*GIVEN TEXT*.
= = =

Ion channels may be broadly classified as voltage or ligand gated, depending on whether the primary stimulus for their activity is a change in local membrane potential or a chemical messenger (eg, neurotransmitter). The role of ion channels in neuronal excitability is well established, and the identification of mutations in neuronal ion channel genes linked to inherited epilepsy emphasizes the delicate balances that maintain electrical harmony in the central nervous system. These discoveries have also revealed new approaches to diagnosis and disease categorization, with the ultimate hope of new, gene-specific therapeutics.
Many recent contributions to our knowledge regarding the molecular basis of inherited epilepsy, especially with regard to ion channel disorders, have exploited the combination of experimental paradigms from genetics and physiology (Figure 1). Initially, genetic linkage analysis pinpointed regions of the human genome where polymorphic markers segregate with epilepsy in large, multigenerational kindreds. The use of genetic linkage analysis has become the traditional approach to search for genes responsible for Mendelian disorders (ie, caused by a single gene), an approach called positional cloning. In positional cloning, once linkage is established with a chromosomal region that harbors the disease-causing gene, the next challenge becomes identifying all of the protein-coding segments within that region. As the entire human genome sequence is now available, this process requires only a few hours of database mining using a desktop computer. For many of the inherited epilepsies, candidate genes (ie, genes encoding proteins potentially involved in neuronal excitability) within the critical regions identified by linkage analysis were readily evident.
To make the final link between a gene and epilepsy, mutations must be discovered in affected individuals. This is typically accomplished by means of DNA sequencing or a variety of screening methods such as single-strand conformational analysis. Mutations are extremely rare DNA variants or polymorphisms that seldom occur in unaffected individuals. A variety of mutations are easily recognized by virtue of their deleterious effects on the encoded protein. Obvious mutations include premature stop codons (nonsense mutation), insertion or deletion of nucleotides that alter the reading frame (frameshift errors), and errors that disrupt signals important for splicing messenger RNA (mRNA) (splice-site mutations). However, many mutations alter a single nucleotide in the gene sequence, leading to a change in 1 amino acid (missense mutation). In many cases, disease-causing missense mutations are difficult to distinguish from benign amino acid substitutions associated with common polymorphisms. In this context, additional experimental paradigms are required to assess the function of the variant protein, usually through the use of recombinant genes expressed in the laboratory.

= = =

*RECORD SET*.
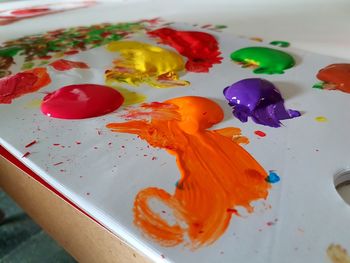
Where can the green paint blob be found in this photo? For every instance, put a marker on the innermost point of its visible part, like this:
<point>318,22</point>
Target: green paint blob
<point>265,60</point>
<point>280,43</point>
<point>9,51</point>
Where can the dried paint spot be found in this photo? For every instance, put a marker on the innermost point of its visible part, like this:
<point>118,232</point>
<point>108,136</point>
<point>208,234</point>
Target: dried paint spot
<point>216,172</point>
<point>334,77</point>
<point>337,254</point>
<point>14,86</point>
<point>31,144</point>
<point>143,63</point>
<point>201,49</point>
<point>63,65</point>
<point>259,99</point>
<point>264,60</point>
<point>321,119</point>
<point>81,101</point>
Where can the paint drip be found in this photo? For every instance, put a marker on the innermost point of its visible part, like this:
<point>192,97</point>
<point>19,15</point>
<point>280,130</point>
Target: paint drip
<point>81,101</point>
<point>259,99</point>
<point>217,174</point>
<point>143,63</point>
<point>14,86</point>
<point>264,60</point>
<point>63,65</point>
<point>201,49</point>
<point>335,77</point>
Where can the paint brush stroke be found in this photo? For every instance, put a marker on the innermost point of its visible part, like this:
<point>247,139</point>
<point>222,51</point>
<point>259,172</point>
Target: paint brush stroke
<point>217,174</point>
<point>201,49</point>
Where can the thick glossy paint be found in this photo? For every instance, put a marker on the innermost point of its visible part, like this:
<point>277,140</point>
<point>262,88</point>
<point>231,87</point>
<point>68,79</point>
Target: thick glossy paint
<point>143,63</point>
<point>259,99</point>
<point>81,101</point>
<point>335,76</point>
<point>63,65</point>
<point>217,174</point>
<point>201,49</point>
<point>14,86</point>
<point>264,60</point>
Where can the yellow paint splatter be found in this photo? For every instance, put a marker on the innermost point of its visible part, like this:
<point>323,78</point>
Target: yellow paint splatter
<point>130,97</point>
<point>143,63</point>
<point>337,254</point>
<point>321,119</point>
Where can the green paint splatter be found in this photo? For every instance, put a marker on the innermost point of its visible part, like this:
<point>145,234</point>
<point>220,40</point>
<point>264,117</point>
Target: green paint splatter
<point>41,49</point>
<point>280,43</point>
<point>264,60</point>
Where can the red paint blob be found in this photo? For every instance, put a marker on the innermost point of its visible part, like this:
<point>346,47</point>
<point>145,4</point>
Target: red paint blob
<point>21,83</point>
<point>260,133</point>
<point>81,101</point>
<point>63,64</point>
<point>201,49</point>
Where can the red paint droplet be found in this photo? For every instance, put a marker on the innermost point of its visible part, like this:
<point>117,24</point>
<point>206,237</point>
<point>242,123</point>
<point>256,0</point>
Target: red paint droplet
<point>81,101</point>
<point>260,133</point>
<point>31,143</point>
<point>63,64</point>
<point>26,154</point>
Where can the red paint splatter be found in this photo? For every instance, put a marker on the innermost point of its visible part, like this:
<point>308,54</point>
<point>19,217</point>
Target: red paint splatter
<point>81,101</point>
<point>26,154</point>
<point>14,86</point>
<point>260,133</point>
<point>201,49</point>
<point>63,65</point>
<point>31,143</point>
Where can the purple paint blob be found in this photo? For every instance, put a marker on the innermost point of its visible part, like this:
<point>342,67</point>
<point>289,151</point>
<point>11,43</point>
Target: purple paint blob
<point>259,99</point>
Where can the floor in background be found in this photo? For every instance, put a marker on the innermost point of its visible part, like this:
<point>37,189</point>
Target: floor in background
<point>21,240</point>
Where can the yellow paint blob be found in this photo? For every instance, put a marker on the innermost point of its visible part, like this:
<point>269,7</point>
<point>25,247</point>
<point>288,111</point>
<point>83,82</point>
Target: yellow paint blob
<point>144,63</point>
<point>321,119</point>
<point>130,97</point>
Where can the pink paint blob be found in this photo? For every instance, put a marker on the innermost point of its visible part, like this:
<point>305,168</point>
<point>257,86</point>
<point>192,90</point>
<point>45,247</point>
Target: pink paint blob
<point>81,101</point>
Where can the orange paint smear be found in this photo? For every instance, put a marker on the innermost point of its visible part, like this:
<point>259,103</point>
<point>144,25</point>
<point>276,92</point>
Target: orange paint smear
<point>63,65</point>
<point>337,76</point>
<point>14,86</point>
<point>217,175</point>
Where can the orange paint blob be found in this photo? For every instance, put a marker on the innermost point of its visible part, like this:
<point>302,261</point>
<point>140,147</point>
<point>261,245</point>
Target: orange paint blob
<point>63,65</point>
<point>336,76</point>
<point>217,175</point>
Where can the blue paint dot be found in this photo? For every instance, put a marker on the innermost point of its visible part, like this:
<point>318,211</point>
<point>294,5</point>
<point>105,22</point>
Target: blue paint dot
<point>272,177</point>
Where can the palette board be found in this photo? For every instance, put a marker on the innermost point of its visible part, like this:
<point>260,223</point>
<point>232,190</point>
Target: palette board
<point>203,193</point>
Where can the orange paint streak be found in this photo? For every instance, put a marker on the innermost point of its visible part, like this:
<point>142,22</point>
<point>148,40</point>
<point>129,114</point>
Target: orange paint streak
<point>217,175</point>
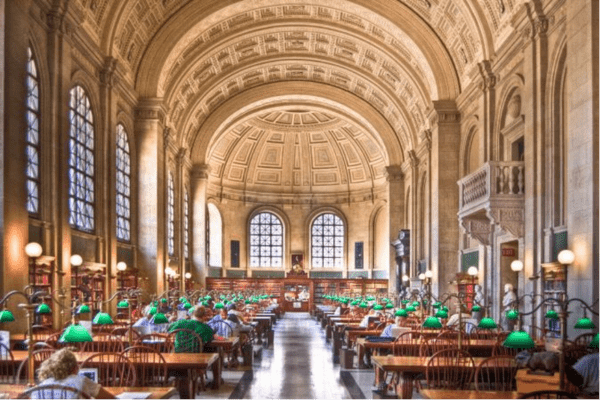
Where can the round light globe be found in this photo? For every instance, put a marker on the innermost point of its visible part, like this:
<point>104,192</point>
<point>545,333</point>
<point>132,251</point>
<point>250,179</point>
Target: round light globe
<point>566,257</point>
<point>516,265</point>
<point>76,260</point>
<point>33,250</point>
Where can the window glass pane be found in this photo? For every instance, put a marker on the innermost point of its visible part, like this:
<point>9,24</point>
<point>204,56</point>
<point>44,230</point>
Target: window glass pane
<point>32,148</point>
<point>266,241</point>
<point>81,161</point>
<point>327,241</point>
<point>123,185</point>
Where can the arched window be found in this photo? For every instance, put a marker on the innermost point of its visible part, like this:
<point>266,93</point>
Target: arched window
<point>171,215</point>
<point>266,241</point>
<point>214,237</point>
<point>32,150</point>
<point>186,225</point>
<point>81,161</point>
<point>123,186</point>
<point>327,241</point>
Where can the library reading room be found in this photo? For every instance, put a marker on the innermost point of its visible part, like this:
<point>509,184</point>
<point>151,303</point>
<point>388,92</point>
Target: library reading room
<point>299,199</point>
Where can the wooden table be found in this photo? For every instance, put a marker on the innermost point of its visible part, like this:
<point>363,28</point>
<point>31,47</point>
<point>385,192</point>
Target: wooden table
<point>407,367</point>
<point>433,394</point>
<point>158,393</point>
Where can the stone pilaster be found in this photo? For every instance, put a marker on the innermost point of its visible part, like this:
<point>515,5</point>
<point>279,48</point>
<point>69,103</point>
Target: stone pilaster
<point>149,128</point>
<point>199,178</point>
<point>583,66</point>
<point>445,145</point>
<point>396,206</point>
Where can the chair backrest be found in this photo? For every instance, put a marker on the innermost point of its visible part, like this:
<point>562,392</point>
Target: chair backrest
<point>548,394</point>
<point>450,369</point>
<point>104,343</point>
<point>496,374</point>
<point>7,364</point>
<point>114,369</point>
<point>186,341</point>
<point>409,344</point>
<point>151,367</point>
<point>161,342</point>
<point>53,392</point>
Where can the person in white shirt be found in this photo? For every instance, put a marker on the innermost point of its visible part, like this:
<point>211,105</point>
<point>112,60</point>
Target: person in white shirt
<point>61,368</point>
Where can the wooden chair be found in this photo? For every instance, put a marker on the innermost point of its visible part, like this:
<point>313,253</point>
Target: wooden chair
<point>496,374</point>
<point>161,342</point>
<point>151,365</point>
<point>188,341</point>
<point>450,369</point>
<point>548,394</point>
<point>7,364</point>
<point>114,369</point>
<point>53,392</point>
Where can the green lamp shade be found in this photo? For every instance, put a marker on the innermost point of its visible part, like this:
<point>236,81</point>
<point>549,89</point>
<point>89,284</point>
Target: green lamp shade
<point>401,313</point>
<point>519,340</point>
<point>75,334</point>
<point>594,343</point>
<point>552,314</point>
<point>84,309</point>
<point>43,309</point>
<point>102,319</point>
<point>585,323</point>
<point>160,318</point>
<point>487,323</point>
<point>432,322</point>
<point>512,315</point>
<point>6,316</point>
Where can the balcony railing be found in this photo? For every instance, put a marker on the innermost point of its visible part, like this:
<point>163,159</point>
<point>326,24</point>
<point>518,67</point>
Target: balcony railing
<point>494,180</point>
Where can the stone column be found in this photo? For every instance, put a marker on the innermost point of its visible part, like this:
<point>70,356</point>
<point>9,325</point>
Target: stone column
<point>149,125</point>
<point>395,179</point>
<point>583,66</point>
<point>445,145</point>
<point>198,205</point>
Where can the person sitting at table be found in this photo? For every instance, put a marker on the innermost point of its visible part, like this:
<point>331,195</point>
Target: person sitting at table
<point>61,369</point>
<point>195,324</point>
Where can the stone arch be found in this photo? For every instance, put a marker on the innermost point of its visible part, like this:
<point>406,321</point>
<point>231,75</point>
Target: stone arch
<point>252,99</point>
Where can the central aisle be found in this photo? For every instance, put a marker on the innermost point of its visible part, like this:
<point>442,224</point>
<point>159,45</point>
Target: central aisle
<point>300,364</point>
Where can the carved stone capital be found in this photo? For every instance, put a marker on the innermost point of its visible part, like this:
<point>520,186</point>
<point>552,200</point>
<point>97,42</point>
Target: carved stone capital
<point>393,173</point>
<point>200,172</point>
<point>479,228</point>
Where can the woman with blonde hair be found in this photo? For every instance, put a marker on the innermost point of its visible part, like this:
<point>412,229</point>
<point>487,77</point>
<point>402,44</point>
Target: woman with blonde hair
<point>61,369</point>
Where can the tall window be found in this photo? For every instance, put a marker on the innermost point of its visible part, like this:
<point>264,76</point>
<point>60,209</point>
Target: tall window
<point>266,241</point>
<point>171,215</point>
<point>81,161</point>
<point>32,169</point>
<point>123,186</point>
<point>327,241</point>
<point>186,225</point>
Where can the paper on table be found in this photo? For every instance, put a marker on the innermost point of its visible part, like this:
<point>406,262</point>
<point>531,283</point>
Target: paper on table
<point>133,396</point>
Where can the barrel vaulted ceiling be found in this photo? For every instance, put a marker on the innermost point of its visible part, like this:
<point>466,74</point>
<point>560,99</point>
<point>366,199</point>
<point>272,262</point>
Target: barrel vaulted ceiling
<point>395,56</point>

= = =

*YOUR TASKS*.
a - In the passage on ion channels and epilepsy, what is a missense mutation?
b - Carry the passage on ion channels and epilepsy forward from its final sentence.
The rows stand apart from the passage on ion channels and epilepsy.

*TASK ANSWERS*.
a - A mutation that alters a single nucleotide in the gene sequence, leading to a change in one amino acid.

b -
The discovery of ion channel mutations associated with inherited epilepsy prompted a series of experiments designed to reveal the fundamental functional defects conferred by these gene variants. In vivo studies of human neuronal ion channels are experimentally challenging. Therefore, research in this area has exploited recombinant (cloned) ion channels that can be manipulated and studied in a controlled laboratory environment. Recombinant ion channels are DNA copies of the corresponding human mRNA that can be introduced into cells to enable functional expression of the encoded protein.
Two cell systems are commonly used for expression of recombinant ion channels: frog oocytes and cultured mammalian cells. Oocytes from the frog Xenopus laevis are large enough to be directly injected with synthetic mRNA derived from a recombinant ion channel. These large cells (approximately 1 mm in diameter) can then be used in simple electrophysiologic experiments (ie, 2-electrode voltage-clamp recording). Xenopus oocytes are easy and inexpensive to use, but expression of endogenous ion channels can interfere with the examination of recombinant proteins, and they are not cells of human origin. Another type of expression system uses cultured human or mammalian cells (eg, HEK-293 [human embryonic kidney cells]) and a more precise method of electrophysiologic analysis (patch-clamp recording). Cultured cells have specific advantages over Xenopus oocytes, including improved experimental control and a human or mammalian cellular environment. However, no in vitro system provides a perfect model for living brain tissue, and therefore we should extrapolate observations made in these experimental systems to human neurophysiology with caution.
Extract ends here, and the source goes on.